[[ Supplied material, beginning ]]
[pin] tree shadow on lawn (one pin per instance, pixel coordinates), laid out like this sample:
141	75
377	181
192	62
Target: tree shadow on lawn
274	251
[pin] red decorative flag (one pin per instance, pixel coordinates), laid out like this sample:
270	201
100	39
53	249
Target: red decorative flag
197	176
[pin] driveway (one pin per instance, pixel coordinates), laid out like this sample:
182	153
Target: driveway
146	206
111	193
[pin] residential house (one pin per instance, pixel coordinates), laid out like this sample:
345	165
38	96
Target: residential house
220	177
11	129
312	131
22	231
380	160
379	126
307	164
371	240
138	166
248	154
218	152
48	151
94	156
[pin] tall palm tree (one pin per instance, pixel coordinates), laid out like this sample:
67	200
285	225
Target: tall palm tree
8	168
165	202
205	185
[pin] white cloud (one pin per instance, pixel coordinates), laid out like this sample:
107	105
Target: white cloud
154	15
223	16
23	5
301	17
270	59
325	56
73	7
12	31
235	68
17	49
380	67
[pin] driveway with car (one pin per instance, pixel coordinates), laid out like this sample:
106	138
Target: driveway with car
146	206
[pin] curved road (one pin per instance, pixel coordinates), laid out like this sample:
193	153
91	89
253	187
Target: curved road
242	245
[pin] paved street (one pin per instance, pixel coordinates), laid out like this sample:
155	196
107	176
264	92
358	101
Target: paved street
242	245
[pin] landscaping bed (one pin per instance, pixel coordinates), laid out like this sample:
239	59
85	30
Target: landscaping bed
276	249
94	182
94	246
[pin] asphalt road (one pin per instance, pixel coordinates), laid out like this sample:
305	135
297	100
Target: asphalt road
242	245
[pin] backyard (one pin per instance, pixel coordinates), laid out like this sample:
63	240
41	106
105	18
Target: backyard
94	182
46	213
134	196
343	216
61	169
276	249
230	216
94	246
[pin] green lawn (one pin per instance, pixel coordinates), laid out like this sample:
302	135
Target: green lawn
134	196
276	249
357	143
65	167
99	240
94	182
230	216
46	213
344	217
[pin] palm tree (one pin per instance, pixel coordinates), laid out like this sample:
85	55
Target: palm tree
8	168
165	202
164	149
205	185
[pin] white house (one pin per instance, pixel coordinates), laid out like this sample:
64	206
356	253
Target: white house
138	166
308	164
[[ Supplied material, end ]]
— The task —
Starting from the line that contains "[pin] palm tree", transcribe each line to the end of the records above. Please add nothing.

— Exercise answer —
[pin] palm tree (one pin per instance, pixel coordinates), laid out like this sample:
85	55
Target: palm tree
8	168
165	202
164	149
205	185
[pin] white house (one pin per instance, pixel coordinates), laid out like this sample:
64	206
356	253
Target: white house
138	166
308	164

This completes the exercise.